▸ WHAT TO DO: Set down the rows below word for word, everything from the first line down to the line that contains "481, 241, 533, 413", with both of those lines included.

Entries from an annotation dataset:
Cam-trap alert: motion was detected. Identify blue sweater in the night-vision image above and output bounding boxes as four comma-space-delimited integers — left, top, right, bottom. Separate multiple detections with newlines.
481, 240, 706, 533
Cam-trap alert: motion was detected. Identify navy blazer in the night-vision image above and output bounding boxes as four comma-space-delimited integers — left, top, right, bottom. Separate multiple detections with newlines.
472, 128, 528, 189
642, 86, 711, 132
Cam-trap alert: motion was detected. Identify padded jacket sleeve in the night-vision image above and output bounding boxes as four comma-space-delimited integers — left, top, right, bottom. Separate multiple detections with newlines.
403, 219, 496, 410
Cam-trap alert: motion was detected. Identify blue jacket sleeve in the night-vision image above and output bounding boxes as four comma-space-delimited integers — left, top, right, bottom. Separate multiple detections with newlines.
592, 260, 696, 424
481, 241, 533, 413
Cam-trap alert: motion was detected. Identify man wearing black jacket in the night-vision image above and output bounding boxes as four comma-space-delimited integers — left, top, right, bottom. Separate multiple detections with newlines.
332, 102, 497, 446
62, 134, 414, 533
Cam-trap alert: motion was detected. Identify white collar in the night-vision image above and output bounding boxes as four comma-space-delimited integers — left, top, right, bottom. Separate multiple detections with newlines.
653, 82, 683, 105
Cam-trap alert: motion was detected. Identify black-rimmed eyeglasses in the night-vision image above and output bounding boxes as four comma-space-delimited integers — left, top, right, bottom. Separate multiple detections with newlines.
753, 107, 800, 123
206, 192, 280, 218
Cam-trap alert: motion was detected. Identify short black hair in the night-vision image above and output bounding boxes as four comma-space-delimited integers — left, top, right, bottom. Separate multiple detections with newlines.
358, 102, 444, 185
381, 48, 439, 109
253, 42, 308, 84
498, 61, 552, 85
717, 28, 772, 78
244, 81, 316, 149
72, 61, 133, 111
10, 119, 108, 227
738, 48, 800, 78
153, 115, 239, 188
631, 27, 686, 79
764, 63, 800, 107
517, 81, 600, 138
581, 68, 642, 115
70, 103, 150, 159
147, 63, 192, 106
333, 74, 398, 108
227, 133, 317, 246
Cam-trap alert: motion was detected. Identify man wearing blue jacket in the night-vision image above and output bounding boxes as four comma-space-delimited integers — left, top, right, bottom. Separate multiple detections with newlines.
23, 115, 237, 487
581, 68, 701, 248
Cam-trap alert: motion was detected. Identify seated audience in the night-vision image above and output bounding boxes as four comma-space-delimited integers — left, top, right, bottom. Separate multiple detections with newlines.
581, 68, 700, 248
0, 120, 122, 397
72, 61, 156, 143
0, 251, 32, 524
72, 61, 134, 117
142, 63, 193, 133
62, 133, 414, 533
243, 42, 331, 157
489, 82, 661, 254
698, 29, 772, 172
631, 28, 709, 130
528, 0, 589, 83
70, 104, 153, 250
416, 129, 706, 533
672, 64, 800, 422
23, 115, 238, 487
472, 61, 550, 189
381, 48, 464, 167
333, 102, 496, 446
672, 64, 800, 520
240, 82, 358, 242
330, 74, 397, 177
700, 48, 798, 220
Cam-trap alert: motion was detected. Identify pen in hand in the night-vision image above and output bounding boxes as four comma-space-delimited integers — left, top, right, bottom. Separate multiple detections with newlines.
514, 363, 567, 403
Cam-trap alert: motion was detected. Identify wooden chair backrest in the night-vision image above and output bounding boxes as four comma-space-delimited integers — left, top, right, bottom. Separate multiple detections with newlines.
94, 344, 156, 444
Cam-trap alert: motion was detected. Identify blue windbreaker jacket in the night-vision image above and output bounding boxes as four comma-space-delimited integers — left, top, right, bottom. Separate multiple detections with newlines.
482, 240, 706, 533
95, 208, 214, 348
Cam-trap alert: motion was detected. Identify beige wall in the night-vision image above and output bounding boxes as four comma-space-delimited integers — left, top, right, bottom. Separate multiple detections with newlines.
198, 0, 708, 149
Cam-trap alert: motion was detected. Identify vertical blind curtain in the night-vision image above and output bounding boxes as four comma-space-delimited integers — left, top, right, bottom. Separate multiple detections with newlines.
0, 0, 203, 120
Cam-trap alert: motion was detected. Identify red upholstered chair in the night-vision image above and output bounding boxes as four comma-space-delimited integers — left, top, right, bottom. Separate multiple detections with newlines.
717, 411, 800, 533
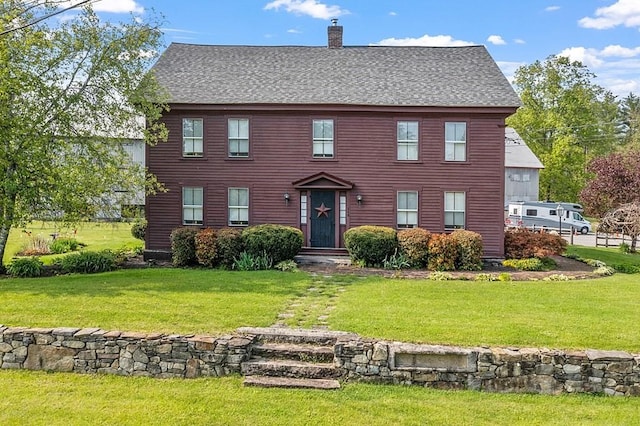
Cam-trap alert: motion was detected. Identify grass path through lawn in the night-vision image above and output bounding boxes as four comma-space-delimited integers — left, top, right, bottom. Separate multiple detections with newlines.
274, 272, 357, 328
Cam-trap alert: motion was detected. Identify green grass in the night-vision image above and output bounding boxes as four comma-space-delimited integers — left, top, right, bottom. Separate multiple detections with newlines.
0, 268, 310, 335
567, 246, 640, 267
3, 222, 143, 265
0, 370, 640, 426
329, 274, 640, 352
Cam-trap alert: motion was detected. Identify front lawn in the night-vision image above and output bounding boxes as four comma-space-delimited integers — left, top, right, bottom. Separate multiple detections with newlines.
329, 274, 640, 352
0, 268, 310, 335
0, 370, 640, 426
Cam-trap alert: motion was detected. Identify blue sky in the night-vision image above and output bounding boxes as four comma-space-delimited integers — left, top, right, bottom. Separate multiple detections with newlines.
86, 0, 640, 97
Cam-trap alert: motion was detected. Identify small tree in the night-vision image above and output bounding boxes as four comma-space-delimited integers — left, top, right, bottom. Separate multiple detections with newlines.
580, 150, 640, 217
600, 202, 640, 253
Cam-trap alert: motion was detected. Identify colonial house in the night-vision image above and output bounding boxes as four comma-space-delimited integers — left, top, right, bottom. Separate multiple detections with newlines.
504, 127, 544, 208
146, 22, 520, 257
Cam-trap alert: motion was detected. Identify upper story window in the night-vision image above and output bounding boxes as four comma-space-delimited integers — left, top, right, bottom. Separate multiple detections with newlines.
397, 121, 418, 160
313, 120, 333, 158
444, 192, 466, 230
444, 123, 467, 161
182, 187, 203, 225
228, 118, 249, 157
229, 188, 249, 226
397, 191, 418, 228
182, 118, 203, 157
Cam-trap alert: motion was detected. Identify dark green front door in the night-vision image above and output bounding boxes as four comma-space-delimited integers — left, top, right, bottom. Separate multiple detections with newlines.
310, 191, 336, 247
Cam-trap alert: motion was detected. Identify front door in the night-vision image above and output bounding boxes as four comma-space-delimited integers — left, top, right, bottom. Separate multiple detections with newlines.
310, 191, 336, 247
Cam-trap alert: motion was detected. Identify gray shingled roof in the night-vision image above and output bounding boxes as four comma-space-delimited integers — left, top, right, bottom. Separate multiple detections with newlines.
153, 43, 520, 107
504, 127, 544, 169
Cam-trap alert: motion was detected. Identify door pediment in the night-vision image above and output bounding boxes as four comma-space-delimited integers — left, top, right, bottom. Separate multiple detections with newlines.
293, 172, 353, 190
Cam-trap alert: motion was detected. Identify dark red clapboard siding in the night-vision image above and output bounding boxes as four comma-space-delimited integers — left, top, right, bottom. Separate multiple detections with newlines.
147, 110, 506, 256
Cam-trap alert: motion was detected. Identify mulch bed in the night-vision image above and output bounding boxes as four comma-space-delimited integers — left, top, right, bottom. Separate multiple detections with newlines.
300, 256, 598, 281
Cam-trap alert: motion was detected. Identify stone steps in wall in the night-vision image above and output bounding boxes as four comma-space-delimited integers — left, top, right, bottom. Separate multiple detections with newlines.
240, 359, 342, 379
251, 343, 333, 362
244, 376, 340, 390
238, 327, 352, 389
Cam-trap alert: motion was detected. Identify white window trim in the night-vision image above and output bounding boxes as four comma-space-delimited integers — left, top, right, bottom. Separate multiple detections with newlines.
227, 187, 249, 226
182, 118, 204, 157
311, 118, 336, 158
444, 191, 467, 231
396, 120, 420, 161
444, 121, 469, 162
227, 118, 250, 158
396, 191, 420, 229
182, 186, 204, 226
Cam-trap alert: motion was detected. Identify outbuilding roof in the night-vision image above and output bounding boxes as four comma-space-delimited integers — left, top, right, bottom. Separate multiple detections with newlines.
153, 43, 520, 107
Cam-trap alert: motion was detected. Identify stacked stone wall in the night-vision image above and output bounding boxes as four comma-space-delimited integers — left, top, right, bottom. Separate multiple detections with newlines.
0, 325, 640, 396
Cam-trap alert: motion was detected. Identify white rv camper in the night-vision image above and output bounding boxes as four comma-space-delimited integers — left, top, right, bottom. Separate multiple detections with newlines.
505, 201, 591, 234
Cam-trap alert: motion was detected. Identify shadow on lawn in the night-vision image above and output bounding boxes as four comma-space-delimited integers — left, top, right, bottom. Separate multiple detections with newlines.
0, 268, 311, 297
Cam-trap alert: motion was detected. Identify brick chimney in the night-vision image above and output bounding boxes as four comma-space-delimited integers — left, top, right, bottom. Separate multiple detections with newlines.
327, 18, 342, 49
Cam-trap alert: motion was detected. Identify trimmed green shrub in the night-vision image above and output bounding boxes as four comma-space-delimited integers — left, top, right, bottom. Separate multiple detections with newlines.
59, 250, 117, 274
398, 228, 431, 268
504, 229, 567, 259
451, 229, 483, 271
131, 219, 147, 241
49, 237, 83, 254
216, 228, 244, 269
171, 226, 199, 267
195, 228, 217, 268
233, 251, 272, 271
427, 234, 457, 271
344, 225, 398, 266
7, 257, 44, 278
242, 224, 304, 263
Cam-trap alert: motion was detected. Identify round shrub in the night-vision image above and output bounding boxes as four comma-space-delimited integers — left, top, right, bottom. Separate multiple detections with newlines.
171, 226, 199, 267
216, 228, 244, 269
60, 250, 117, 274
451, 229, 482, 271
504, 229, 567, 259
196, 228, 217, 268
131, 219, 147, 241
7, 257, 44, 278
344, 225, 398, 266
427, 234, 457, 271
242, 224, 304, 264
398, 228, 431, 268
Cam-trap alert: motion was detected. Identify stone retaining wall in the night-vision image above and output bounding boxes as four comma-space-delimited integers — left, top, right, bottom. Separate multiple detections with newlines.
0, 325, 640, 396
0, 325, 251, 378
335, 340, 640, 396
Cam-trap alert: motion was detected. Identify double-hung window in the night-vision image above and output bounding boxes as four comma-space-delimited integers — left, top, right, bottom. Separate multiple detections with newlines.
444, 192, 466, 230
229, 188, 249, 226
444, 123, 467, 161
182, 187, 203, 225
313, 120, 333, 158
397, 191, 418, 228
228, 118, 249, 157
397, 121, 418, 160
182, 118, 204, 157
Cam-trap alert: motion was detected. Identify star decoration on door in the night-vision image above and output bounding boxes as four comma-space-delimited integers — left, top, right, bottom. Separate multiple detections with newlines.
314, 203, 331, 217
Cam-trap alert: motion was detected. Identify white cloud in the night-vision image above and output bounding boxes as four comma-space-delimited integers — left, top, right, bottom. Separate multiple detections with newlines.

▸ THE COMPLETED TASK:
Cam-trap alert: motion was detected. Identify blue sweater in the night-vision image above and output bounding boxes as four comma-space-delimited integers — left, top, right, bottom. Separate multiple detections with newlines.
481, 240, 706, 533
Cam-trap alert: motion was detected. Identify navy blazer in the night-vision image above and output bounding boxes as four comma-space-delimited integers — left, top, right, bottom. Separate multiple detections with newlines.
472, 128, 528, 189
642, 86, 711, 132
Cam-trap alert: motion was detected. Identify padded jacket sleeve in the night-vision image above and output bounding boxes as four comma-space-delimited integers — left, top, right, bottom. Separate multiple detections with newlines.
403, 219, 496, 410
Cam-trap alert: motion was detected. Identify blue jacket sleeve in the night-vision image above and output bounding boxes as four comma-space-delimited integers — left, top, right, bottom. Separate multiple detections with newlines.
592, 260, 696, 424
481, 241, 533, 413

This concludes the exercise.